● **YOUR GOAL**: Copy out the items from the line containing "lab coat button." through the last line of the items, both ends included, and shift each answer coordinate by adding 121. Keep the request lines unchanged.

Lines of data
━━━━━━━━
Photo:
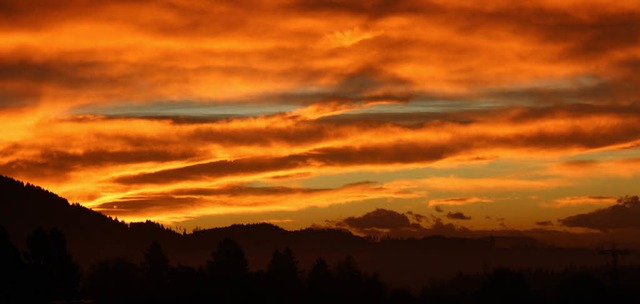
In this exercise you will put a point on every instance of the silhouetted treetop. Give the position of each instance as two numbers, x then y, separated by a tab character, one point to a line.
228	260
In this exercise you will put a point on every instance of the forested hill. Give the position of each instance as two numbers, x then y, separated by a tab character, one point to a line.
93	237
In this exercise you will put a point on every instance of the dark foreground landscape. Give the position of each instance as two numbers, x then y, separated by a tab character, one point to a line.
51	251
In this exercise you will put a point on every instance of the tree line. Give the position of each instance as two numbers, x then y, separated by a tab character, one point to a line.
46	273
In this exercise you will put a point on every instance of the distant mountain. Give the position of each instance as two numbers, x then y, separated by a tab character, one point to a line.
92	237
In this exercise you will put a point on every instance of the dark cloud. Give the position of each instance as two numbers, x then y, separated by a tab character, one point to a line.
380	219
624	214
57	164
405	152
457	216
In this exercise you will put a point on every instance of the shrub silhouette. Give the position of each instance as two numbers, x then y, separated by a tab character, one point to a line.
11	270
52	272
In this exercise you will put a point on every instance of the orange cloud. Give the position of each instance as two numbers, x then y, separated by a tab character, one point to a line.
458	201
580	200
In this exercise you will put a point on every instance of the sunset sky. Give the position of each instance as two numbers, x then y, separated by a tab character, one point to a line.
484	114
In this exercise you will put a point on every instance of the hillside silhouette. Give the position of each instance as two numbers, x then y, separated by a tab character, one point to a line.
96	240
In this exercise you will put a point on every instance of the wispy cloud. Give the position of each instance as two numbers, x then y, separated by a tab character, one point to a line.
125	108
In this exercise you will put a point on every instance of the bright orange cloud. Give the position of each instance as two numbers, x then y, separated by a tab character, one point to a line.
458	201
580	200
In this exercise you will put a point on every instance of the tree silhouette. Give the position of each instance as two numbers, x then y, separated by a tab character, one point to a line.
321	286
155	267
53	272
228	261
284	277
11	268
228	270
505	286
114	281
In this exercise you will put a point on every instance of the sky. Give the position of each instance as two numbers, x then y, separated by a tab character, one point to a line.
482	115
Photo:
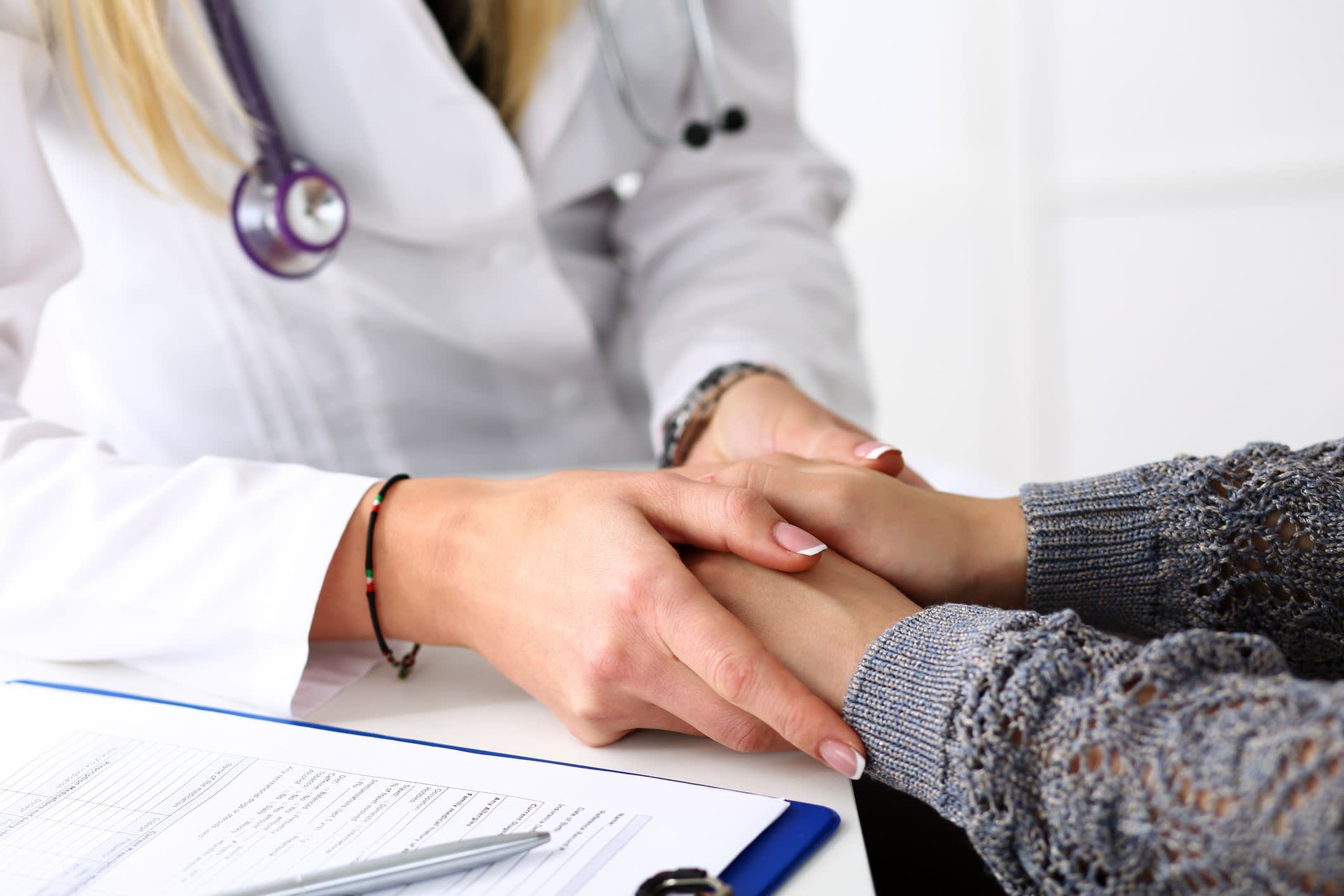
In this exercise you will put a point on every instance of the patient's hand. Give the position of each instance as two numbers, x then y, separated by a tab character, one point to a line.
819	622
936	547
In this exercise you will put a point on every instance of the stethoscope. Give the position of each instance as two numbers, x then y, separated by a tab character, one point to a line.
291	215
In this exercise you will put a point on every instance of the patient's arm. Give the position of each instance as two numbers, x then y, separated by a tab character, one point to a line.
1078	762
1250	542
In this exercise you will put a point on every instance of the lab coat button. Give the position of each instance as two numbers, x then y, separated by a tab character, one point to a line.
566	393
625	186
508	253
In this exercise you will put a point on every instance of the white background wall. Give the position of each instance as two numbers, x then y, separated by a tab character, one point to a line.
1089	234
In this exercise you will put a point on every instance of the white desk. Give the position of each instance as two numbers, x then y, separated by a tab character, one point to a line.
456	698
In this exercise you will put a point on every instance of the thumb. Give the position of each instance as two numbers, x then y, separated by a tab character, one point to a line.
840	444
730	520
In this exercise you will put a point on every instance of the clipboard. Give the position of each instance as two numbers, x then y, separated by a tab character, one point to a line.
757	871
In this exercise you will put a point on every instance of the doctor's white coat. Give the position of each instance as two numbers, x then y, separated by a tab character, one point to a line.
184	441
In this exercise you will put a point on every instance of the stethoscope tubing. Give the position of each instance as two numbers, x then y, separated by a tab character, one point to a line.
261	207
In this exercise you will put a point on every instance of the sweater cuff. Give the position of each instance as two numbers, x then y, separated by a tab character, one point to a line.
906	691
1092	547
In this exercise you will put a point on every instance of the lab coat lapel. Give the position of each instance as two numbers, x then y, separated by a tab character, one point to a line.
566	72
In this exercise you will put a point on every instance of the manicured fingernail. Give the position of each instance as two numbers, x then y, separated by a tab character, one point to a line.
843	758
873	451
791	538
━━━━━━━━
● **ANSWER IN FULL**:
In this exercise you will put a point on every instance of the lab coat button. Give the position of each instance as two numbers, x then y, separated by a tab character, one point to a line.
687	514
746	307
629	374
In this exercise you will put a point on every instance of the white background wall. Give the position of each instance as two numbers, x then y, separated by a tab character, one point to a line.
1210	355
In this exercise you will put a point on every instance of the white desk. Give the position of each instance as two numbers, x then y, separated by a tab character, one point to a line.
577	819
In this exercise you will put a point on every instance of the thumb. Give the position of each instance as two numbers, x then y, separated by a tab character, one point to a line.
961	565
851	641
In this exercise you will put a point on every instance of the clipboard. Give the position of each instance as two numbers, x then y, separated by a tab character, one point to a line.
878	992
In this exercise you will put a point on every instance of the doctor's white coat. Give the position of each instance as two numbers, x then y, separated by a tab character, one point to a line.
305	562
In this exercise you will put a point on every instance of the stethoscope tubing. Give the position of each instance as two numbers, x then y, separated by a tab character, one point to a line.
382	328
In this exercise you will put a point on every instance of the sweater cuff. Give the position of each instance as two numbers, x then y, separated by a tab character, one point to a line.
1027	812
1213	668
In this exercise you will put a point on every instance of the lab coat lapel. Give the position of each instance as two numbers, x then y, separated by a tab character, one point to a line.
687	193
In this exercise you will put a point on every instance of the manicured fingernail. Give the position of each instance as two numbers, x then y, separated by a tab character, one point to a line.
964	879
994	572
912	659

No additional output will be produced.